# [Exercise description]
Count the lines that contain the word "sunset" and give only that number.

# [Records supplied]
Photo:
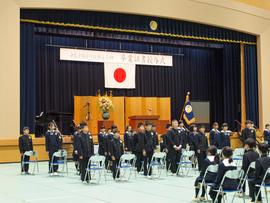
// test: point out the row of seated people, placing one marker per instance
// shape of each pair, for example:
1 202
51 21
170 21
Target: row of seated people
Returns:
225 162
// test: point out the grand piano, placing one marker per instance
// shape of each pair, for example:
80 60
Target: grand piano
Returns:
64 121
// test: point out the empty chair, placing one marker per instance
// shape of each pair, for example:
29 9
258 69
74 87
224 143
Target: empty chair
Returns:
95 169
235 176
158 162
34 160
185 163
60 159
209 177
126 166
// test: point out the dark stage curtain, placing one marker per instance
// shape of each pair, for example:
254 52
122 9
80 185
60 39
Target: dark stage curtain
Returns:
251 80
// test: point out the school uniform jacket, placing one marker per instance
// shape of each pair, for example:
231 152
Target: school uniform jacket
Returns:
25 143
85 145
53 141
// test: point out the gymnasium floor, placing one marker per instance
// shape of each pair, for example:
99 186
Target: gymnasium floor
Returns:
16 188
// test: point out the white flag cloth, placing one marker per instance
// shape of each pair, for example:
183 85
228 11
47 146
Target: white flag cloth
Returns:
119 75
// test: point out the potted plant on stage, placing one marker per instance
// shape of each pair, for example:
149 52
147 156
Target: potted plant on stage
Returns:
105 105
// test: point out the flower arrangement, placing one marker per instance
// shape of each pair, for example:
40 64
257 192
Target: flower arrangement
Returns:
105 102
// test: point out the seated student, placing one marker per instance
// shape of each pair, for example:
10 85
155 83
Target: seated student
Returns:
266 134
53 143
225 165
211 159
85 150
25 144
225 135
214 135
202 143
250 156
261 166
116 151
128 139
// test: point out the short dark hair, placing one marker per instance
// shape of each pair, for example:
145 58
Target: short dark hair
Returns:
139 125
263 147
250 142
212 150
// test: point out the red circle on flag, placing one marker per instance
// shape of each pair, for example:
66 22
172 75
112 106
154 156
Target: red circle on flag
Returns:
119 75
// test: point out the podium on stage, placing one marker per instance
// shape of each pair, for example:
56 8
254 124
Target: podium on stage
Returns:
134 120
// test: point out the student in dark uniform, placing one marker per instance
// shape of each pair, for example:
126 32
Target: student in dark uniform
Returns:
266 134
250 156
102 146
202 146
149 147
174 144
261 166
53 143
183 134
139 146
116 151
128 139
215 135
85 150
225 135
225 165
25 144
211 159
74 138
248 131
155 134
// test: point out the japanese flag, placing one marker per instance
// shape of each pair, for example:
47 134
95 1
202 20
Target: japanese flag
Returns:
119 75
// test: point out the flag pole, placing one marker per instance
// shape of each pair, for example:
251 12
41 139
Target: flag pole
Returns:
187 97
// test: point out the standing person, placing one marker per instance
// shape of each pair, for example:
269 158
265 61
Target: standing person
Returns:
225 165
266 134
202 146
85 150
116 151
129 140
139 146
155 134
74 138
53 143
174 144
215 135
261 166
248 131
25 144
149 148
249 156
225 136
102 145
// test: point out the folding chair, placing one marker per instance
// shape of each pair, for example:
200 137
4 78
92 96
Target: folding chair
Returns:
205 183
61 156
126 166
33 154
264 185
238 156
185 163
158 162
96 164
232 175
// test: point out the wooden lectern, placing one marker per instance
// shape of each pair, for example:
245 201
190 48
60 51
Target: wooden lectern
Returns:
134 120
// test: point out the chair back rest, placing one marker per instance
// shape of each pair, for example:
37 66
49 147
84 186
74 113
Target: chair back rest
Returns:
31 153
61 153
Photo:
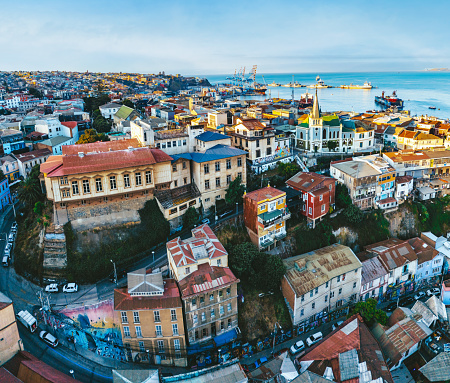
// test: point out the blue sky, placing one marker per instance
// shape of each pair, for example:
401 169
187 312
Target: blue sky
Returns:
208 37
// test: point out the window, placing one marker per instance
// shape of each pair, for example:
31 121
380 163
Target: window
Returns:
126 180
74 187
98 184
138 179
112 182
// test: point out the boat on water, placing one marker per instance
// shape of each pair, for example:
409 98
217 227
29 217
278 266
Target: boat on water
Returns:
320 84
367 85
389 101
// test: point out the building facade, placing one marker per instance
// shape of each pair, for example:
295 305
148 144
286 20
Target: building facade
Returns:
151 319
265 215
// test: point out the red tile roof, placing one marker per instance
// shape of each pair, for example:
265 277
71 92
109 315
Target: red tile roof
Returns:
203 237
171 299
265 193
206 278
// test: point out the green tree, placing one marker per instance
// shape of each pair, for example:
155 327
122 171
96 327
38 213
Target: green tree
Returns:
128 103
369 312
190 218
342 196
331 145
90 136
235 192
29 191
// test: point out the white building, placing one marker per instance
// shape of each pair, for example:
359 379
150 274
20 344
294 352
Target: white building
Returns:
320 282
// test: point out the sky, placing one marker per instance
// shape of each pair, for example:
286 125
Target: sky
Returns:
196 37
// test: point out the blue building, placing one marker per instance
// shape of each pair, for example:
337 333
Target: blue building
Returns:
5 194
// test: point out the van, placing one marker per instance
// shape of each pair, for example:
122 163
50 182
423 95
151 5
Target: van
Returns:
314 338
28 320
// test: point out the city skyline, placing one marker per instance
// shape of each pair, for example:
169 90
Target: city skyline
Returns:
202 38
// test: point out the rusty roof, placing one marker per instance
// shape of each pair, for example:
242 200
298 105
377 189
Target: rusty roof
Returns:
307 271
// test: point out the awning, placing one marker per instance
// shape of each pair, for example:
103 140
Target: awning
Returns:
226 337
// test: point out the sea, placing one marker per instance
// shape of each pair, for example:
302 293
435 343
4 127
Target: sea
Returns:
418 90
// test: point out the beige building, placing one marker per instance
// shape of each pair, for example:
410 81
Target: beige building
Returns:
186 255
209 297
10 343
151 319
319 282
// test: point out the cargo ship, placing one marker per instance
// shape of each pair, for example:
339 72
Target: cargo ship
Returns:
389 101
367 85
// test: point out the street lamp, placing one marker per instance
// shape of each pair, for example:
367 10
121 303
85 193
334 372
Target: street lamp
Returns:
115 271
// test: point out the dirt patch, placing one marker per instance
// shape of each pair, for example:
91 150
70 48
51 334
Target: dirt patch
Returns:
257 316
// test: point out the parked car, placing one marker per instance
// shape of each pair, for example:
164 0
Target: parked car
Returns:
314 338
52 288
70 288
297 347
48 338
336 325
433 291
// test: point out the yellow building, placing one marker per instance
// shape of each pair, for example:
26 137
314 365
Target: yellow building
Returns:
265 215
151 319
10 342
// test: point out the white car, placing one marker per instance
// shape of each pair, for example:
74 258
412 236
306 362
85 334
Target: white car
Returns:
336 325
70 288
51 288
48 338
297 347
314 338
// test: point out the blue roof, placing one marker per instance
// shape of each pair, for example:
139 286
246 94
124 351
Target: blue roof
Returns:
211 136
217 152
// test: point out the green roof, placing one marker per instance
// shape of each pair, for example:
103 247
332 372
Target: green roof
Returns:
123 112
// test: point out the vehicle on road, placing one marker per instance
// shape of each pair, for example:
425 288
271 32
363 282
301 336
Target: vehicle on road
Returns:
433 291
314 338
70 288
297 347
48 338
28 320
336 325
52 288
419 295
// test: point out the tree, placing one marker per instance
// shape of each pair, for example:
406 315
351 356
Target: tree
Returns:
369 312
90 136
331 145
128 103
342 196
190 218
235 192
101 124
29 191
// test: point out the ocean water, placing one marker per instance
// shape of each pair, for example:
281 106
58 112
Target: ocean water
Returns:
419 90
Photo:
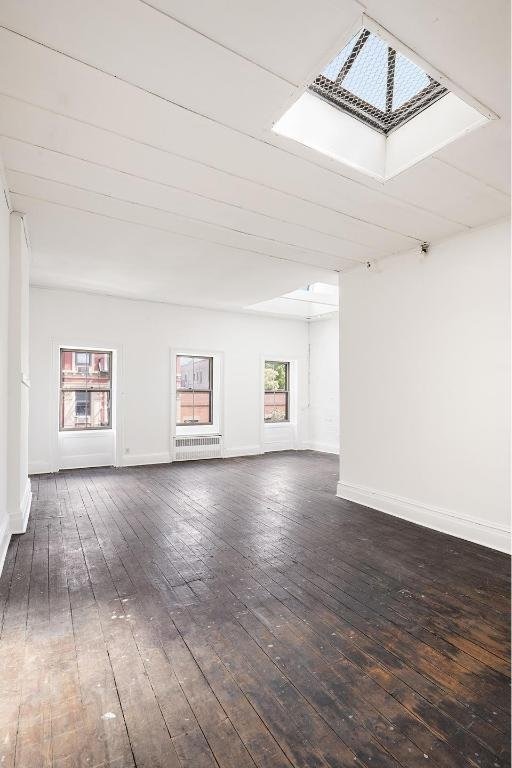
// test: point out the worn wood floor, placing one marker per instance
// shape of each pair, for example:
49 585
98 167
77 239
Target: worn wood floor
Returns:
235 613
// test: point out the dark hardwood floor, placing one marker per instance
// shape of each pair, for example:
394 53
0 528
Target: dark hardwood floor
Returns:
235 613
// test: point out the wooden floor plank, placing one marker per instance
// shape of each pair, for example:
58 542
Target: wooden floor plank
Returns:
233 613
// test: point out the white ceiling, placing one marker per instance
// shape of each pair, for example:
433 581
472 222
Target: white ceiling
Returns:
136 136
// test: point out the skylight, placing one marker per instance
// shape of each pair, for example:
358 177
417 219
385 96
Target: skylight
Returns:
376 84
313 301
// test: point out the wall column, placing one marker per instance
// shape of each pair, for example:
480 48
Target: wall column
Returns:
18 484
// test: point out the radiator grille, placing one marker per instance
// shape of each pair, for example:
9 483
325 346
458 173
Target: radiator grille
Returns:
197 447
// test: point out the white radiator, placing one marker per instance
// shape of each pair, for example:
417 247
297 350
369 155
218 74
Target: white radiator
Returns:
197 447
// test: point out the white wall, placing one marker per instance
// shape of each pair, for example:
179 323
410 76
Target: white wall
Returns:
425 386
18 484
324 388
143 334
4 346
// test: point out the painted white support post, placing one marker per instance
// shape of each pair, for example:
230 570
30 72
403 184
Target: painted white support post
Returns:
19 495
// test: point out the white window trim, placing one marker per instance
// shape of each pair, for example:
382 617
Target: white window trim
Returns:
289 427
217 394
115 428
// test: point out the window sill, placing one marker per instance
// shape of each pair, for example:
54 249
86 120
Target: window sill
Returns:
75 433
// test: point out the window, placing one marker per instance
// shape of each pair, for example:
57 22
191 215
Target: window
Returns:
277 395
376 84
194 390
85 389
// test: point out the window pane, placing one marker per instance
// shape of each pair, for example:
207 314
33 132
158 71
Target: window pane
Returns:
202 372
184 407
99 371
193 407
202 407
85 381
74 410
276 406
184 372
99 409
72 377
276 375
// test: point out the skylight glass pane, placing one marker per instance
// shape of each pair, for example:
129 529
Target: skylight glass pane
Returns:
333 69
368 75
409 81
376 84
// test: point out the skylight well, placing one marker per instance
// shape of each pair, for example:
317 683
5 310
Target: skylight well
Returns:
378 108
376 84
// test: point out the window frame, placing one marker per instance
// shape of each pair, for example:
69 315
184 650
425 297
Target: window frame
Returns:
286 391
85 429
179 390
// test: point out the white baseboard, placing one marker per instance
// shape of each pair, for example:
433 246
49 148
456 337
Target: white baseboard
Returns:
19 519
445 521
322 447
243 450
86 461
138 460
40 468
5 537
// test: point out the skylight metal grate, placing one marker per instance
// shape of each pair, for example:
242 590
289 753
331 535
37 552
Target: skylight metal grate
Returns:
376 84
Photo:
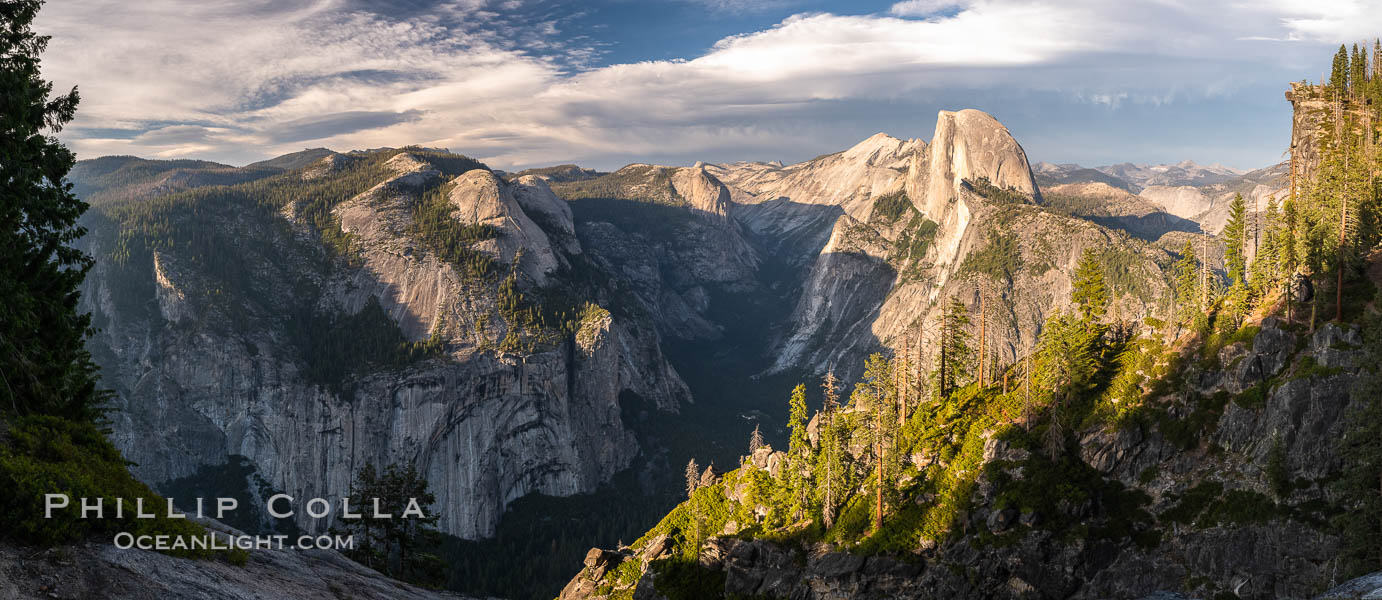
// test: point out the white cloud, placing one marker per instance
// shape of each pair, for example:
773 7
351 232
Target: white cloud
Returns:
925 7
239 82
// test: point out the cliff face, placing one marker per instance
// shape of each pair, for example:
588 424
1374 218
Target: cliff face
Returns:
205 369
1222 519
875 278
98 570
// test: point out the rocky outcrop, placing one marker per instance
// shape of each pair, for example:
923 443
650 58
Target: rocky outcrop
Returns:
1220 527
484 426
876 281
481 198
100 570
793 208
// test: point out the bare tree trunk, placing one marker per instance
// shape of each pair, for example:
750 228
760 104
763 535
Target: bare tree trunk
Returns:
983 338
878 516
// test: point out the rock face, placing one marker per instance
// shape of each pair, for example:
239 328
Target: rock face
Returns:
1117 208
100 570
1204 549
221 369
876 279
481 198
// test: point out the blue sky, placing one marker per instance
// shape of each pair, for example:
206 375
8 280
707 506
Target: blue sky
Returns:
604 83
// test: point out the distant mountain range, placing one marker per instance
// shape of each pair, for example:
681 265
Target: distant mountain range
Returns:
1135 177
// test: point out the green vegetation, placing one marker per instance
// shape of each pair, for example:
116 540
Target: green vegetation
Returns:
1091 293
402 546
336 346
892 206
912 244
43 454
999 195
636 183
44 367
50 405
999 259
453 242
1233 235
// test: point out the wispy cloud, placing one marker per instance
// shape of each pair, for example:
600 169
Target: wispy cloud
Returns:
242 80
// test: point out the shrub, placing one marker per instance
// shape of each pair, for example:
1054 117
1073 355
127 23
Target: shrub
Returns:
51 455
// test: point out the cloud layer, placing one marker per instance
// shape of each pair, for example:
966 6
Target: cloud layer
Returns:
243 80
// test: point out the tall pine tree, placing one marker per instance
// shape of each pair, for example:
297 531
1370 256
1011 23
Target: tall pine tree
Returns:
1234 235
955 355
1091 292
44 367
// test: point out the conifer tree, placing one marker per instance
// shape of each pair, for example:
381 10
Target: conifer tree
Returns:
832 470
1359 71
1091 292
875 397
693 483
706 477
1066 362
1187 284
831 386
955 354
44 367
799 447
1339 73
693 477
1234 235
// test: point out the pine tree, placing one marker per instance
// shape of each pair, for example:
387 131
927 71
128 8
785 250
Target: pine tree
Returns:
1339 73
1064 364
706 477
875 397
831 386
693 479
44 367
952 367
1187 284
1359 71
1234 235
1089 293
693 483
402 546
832 470
1266 264
799 447
755 440
798 444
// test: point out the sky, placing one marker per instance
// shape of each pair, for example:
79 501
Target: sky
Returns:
603 83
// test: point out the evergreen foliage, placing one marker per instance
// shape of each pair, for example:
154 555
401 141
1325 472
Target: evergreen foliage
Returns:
955 357
1234 235
892 206
1091 292
44 367
401 546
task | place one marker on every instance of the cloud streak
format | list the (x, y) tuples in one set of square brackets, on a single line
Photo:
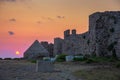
[(11, 33), (61, 17), (7, 0)]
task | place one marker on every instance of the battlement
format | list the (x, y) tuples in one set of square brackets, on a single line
[(67, 33)]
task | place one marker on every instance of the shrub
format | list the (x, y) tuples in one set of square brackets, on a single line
[(0, 58), (7, 58), (112, 30), (90, 60), (16, 58), (79, 59), (33, 61), (61, 57), (117, 65)]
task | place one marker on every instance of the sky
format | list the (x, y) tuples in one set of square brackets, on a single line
[(24, 21)]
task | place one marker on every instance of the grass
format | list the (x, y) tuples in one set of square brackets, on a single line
[(99, 74)]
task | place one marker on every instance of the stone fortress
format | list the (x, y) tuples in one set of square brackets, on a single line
[(102, 38)]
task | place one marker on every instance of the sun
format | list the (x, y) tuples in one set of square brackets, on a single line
[(17, 52)]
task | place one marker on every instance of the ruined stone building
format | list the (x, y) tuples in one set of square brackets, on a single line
[(102, 38)]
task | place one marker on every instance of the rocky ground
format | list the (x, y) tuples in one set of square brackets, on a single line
[(24, 70)]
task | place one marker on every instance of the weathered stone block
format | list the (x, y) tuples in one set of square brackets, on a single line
[(44, 66)]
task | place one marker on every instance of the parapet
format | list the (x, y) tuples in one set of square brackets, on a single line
[(66, 33)]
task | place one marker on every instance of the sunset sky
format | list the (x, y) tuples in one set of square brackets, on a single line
[(23, 21)]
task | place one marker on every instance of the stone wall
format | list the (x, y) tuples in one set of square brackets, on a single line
[(49, 47), (102, 39)]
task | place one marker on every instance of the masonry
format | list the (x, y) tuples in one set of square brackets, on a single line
[(102, 38)]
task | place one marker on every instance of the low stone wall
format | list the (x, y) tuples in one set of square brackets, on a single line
[(44, 66)]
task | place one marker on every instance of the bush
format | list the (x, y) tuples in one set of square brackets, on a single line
[(90, 60), (61, 58), (33, 61), (7, 58), (117, 65), (78, 59), (0, 58), (16, 58)]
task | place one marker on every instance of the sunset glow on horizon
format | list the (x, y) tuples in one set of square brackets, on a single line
[(24, 21)]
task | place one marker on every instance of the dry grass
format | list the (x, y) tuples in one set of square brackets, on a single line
[(99, 74)]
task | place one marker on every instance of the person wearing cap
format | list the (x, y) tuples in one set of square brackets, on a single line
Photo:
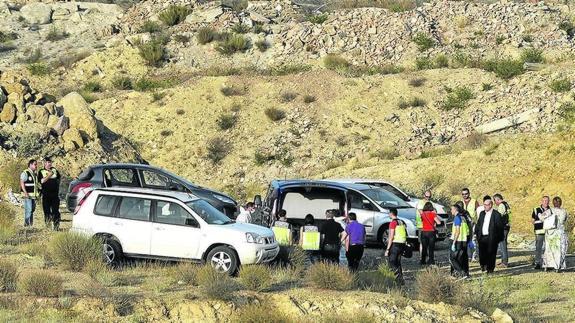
[(49, 178)]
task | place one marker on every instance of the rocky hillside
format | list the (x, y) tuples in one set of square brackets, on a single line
[(232, 94)]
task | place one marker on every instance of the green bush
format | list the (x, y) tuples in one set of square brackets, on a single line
[(41, 283), (233, 44), (218, 148), (215, 285), (423, 41), (122, 83), (39, 69), (206, 35), (435, 286), (226, 121), (560, 85), (173, 15), (532, 55), (335, 62), (325, 275), (275, 114), (256, 277), (457, 99), (317, 19), (504, 68), (150, 27), (8, 276), (73, 250)]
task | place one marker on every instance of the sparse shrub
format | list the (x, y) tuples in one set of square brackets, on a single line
[(504, 68), (317, 19), (288, 96), (39, 69), (206, 35), (173, 15), (325, 275), (262, 45), (434, 286), (73, 250), (218, 148), (240, 28), (532, 55), (214, 284), (122, 83), (275, 114), (334, 62), (417, 82), (423, 41), (457, 99), (309, 98), (150, 27), (226, 121), (8, 276), (233, 44), (41, 283), (560, 85), (256, 277), (55, 34), (476, 140)]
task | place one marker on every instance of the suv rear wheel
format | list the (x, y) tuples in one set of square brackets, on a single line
[(223, 259)]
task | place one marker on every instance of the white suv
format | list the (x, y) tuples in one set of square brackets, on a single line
[(144, 223)]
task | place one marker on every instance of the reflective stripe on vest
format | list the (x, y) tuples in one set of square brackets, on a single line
[(310, 238), (400, 235), (282, 235), (463, 231)]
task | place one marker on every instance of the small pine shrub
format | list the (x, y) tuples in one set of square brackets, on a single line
[(324, 275), (227, 121), (73, 250), (173, 15), (275, 114), (8, 276), (215, 285), (150, 27), (560, 85), (423, 41), (532, 55), (41, 283), (217, 149), (256, 277), (335, 62), (122, 83), (206, 35)]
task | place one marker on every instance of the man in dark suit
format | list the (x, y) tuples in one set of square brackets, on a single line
[(489, 232)]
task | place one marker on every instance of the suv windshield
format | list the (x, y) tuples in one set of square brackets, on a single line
[(385, 198), (208, 213)]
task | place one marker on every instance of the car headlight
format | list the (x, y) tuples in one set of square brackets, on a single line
[(254, 238), (224, 199)]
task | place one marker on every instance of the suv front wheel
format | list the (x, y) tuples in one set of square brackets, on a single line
[(223, 260)]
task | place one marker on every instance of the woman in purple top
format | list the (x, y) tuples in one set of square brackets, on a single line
[(355, 241)]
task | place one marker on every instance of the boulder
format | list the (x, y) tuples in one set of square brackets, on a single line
[(81, 116), (8, 113), (37, 13), (72, 139)]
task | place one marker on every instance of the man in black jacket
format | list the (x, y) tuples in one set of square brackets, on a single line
[(489, 232)]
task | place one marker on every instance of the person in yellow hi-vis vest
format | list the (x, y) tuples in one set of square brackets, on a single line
[(310, 239)]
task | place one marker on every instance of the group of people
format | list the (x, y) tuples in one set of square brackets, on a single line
[(44, 185)]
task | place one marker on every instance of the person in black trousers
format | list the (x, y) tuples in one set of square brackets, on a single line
[(489, 232)]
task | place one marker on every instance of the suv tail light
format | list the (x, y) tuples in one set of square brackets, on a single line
[(82, 200)]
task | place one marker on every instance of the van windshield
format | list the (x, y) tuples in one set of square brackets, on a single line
[(385, 198), (208, 213)]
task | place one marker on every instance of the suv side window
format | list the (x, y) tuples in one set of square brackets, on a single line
[(172, 213), (135, 208), (120, 177), (105, 205)]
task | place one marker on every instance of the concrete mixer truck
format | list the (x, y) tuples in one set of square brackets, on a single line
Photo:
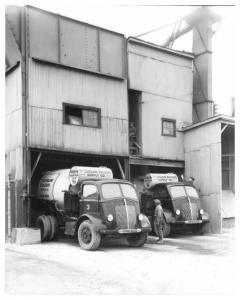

# [Correct result]
2